Which lines in the material below contain the word "wall"? Find each one and copy it in full, treating case as significant.

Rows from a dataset
________________

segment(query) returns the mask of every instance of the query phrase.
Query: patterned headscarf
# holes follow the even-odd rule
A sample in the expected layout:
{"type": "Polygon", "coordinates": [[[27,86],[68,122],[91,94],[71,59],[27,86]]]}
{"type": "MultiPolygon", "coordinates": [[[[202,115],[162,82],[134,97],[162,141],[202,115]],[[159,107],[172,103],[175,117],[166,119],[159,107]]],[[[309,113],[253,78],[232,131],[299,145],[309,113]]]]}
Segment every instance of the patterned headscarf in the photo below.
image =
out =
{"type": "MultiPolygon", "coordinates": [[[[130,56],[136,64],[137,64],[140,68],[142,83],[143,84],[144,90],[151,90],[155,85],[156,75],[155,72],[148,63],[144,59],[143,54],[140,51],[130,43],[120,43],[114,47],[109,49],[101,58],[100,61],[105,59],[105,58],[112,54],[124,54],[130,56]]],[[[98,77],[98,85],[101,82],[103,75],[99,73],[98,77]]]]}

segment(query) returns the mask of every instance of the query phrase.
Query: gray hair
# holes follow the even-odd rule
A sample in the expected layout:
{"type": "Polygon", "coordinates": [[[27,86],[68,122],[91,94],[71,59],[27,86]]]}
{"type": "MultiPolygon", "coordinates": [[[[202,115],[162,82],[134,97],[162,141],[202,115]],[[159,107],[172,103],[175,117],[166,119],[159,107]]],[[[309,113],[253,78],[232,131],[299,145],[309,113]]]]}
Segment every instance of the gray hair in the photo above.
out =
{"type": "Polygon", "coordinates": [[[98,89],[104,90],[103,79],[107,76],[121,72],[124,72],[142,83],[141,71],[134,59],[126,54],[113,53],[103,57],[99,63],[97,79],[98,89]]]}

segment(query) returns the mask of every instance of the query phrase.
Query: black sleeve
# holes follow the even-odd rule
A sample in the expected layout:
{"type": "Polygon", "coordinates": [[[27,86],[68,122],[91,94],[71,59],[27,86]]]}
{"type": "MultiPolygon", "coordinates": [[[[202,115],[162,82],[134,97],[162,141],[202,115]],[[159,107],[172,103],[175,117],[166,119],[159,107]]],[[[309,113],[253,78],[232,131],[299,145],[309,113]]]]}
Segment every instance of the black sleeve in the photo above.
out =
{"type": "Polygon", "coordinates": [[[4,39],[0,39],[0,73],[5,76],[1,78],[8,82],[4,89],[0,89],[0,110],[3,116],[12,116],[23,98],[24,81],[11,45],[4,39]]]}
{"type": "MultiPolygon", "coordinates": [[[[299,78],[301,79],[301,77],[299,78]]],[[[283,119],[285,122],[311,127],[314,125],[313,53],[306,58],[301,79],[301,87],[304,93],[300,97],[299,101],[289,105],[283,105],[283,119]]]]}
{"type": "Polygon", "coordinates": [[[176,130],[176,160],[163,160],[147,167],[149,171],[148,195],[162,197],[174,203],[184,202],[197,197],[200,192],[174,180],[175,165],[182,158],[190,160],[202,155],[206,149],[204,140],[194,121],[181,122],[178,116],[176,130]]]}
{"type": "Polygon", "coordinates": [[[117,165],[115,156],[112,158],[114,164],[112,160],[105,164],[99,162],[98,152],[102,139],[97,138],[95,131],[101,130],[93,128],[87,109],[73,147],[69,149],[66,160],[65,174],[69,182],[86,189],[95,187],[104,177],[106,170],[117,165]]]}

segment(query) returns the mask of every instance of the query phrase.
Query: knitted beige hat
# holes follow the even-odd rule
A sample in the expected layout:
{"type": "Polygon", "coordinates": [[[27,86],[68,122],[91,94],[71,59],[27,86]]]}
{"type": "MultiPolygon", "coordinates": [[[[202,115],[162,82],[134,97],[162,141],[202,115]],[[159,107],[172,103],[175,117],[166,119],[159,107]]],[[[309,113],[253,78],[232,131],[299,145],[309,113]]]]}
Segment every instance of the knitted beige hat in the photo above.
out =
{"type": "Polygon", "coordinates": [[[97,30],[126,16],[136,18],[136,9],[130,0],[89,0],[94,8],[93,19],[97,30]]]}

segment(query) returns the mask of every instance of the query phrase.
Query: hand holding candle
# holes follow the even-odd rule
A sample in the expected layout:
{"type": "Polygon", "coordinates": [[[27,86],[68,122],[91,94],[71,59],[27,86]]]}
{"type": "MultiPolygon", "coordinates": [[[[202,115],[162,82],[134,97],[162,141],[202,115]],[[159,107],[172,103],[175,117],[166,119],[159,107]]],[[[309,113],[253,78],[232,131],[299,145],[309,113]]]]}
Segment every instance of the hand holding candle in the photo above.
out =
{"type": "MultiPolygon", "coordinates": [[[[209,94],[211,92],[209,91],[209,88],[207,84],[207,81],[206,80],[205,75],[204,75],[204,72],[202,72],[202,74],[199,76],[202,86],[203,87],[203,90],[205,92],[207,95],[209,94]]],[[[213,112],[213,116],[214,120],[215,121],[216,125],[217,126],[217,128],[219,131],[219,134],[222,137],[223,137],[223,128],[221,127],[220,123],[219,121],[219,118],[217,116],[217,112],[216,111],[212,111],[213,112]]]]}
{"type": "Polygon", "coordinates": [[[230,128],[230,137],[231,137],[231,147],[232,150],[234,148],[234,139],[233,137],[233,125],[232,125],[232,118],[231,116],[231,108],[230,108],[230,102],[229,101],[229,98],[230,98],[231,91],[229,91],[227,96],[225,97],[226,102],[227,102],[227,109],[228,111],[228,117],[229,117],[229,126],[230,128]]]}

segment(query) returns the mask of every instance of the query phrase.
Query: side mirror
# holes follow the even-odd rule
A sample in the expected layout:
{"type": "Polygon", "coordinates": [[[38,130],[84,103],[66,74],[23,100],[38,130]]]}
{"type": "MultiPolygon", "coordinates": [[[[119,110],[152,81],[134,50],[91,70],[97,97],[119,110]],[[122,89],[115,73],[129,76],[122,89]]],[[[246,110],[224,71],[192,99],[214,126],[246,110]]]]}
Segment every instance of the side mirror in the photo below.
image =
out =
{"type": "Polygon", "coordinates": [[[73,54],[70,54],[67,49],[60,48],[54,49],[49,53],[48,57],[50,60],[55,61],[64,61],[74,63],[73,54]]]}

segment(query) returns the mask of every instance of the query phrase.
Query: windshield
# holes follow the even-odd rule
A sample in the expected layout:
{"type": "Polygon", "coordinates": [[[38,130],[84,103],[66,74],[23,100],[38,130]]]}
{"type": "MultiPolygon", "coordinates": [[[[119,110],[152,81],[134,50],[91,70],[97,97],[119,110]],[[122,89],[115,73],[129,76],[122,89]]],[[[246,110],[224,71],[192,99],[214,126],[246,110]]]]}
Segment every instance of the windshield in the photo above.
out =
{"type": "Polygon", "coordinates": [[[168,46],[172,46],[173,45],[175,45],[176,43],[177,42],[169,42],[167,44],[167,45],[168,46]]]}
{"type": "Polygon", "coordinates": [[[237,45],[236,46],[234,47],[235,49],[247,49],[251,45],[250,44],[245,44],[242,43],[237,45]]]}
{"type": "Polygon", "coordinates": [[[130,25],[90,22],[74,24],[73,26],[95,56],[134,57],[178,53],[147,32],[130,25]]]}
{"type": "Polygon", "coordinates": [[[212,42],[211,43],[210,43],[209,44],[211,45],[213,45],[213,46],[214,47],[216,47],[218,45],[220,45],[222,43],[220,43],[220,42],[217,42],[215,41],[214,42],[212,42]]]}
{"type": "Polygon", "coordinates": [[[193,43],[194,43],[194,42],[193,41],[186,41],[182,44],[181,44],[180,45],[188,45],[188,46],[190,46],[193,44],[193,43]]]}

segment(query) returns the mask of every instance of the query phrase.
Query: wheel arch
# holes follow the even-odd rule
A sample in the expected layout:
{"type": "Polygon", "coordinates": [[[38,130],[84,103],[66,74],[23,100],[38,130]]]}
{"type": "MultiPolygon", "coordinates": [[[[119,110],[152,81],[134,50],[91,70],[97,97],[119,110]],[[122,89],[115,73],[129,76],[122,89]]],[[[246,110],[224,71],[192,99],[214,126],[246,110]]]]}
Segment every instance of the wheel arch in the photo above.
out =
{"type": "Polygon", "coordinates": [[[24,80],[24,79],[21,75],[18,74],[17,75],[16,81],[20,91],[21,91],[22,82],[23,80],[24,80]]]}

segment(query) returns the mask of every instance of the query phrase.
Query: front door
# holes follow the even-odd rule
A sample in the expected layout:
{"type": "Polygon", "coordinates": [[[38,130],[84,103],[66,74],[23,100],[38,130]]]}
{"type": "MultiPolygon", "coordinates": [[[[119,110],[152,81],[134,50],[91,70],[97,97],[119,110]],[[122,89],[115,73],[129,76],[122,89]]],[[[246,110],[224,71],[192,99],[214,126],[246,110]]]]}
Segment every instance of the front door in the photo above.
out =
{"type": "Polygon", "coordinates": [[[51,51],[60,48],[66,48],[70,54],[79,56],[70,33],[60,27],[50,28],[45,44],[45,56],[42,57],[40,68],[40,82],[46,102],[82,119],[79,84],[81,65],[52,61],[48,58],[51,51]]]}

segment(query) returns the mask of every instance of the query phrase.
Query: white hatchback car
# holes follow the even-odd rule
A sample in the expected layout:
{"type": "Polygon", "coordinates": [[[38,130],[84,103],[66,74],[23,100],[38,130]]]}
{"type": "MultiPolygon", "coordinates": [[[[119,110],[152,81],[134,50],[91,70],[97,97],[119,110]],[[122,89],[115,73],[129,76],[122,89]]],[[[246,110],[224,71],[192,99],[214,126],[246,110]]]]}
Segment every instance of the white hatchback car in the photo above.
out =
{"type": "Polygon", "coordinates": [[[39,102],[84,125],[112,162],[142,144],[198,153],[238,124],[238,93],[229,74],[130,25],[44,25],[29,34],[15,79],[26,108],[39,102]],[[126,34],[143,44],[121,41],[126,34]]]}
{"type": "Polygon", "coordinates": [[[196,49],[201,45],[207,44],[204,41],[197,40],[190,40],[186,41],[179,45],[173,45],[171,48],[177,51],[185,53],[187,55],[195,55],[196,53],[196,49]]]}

________________

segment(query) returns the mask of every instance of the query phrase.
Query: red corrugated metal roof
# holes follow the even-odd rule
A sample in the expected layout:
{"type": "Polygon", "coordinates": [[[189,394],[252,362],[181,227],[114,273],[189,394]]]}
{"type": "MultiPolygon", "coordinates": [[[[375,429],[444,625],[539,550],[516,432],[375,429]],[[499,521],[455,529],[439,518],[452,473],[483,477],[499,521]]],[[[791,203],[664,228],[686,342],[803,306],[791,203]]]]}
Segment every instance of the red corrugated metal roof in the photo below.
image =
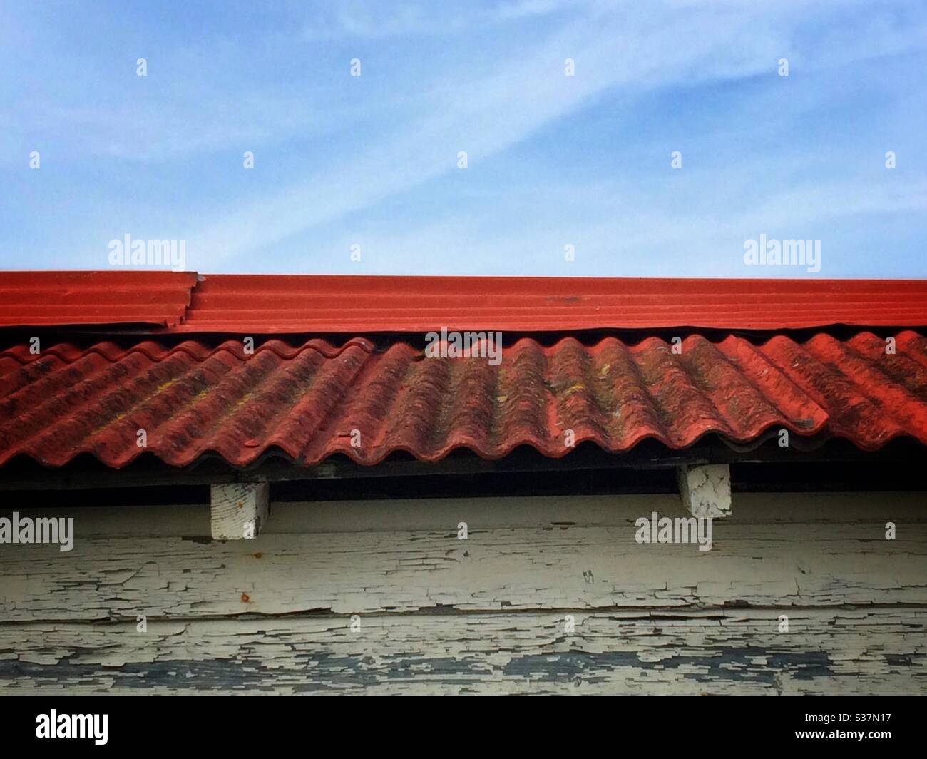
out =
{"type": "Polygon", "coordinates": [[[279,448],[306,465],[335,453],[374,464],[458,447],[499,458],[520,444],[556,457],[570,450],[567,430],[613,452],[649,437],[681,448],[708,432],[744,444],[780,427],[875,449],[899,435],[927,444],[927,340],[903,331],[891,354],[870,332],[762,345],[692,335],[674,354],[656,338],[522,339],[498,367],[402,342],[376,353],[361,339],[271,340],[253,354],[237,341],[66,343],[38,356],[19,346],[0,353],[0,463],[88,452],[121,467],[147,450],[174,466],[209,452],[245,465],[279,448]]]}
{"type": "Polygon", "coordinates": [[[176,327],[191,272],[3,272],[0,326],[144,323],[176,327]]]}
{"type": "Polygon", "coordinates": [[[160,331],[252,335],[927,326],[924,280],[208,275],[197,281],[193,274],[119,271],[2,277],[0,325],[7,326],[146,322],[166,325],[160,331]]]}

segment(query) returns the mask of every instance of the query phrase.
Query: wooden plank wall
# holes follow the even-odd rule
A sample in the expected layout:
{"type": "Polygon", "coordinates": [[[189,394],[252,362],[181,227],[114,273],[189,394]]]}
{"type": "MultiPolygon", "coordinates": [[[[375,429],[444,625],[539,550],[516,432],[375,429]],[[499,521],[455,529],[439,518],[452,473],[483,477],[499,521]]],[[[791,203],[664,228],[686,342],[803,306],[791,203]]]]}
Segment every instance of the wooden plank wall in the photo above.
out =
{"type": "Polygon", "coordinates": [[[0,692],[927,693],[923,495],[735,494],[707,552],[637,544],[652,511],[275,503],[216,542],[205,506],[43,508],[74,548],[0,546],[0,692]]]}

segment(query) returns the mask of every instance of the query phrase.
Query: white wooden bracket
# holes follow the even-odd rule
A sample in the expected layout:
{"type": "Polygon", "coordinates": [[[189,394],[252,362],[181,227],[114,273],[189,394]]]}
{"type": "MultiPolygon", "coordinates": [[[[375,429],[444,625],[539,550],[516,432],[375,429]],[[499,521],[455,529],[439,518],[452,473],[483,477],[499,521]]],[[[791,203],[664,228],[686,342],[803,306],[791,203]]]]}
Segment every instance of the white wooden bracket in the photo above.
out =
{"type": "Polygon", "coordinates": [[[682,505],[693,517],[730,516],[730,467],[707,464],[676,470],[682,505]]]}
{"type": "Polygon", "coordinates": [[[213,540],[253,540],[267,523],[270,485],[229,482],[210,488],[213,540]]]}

________________

_Output below_
Query: wooden plank wall
Segment every instance of the wooden plank wall in the photo above.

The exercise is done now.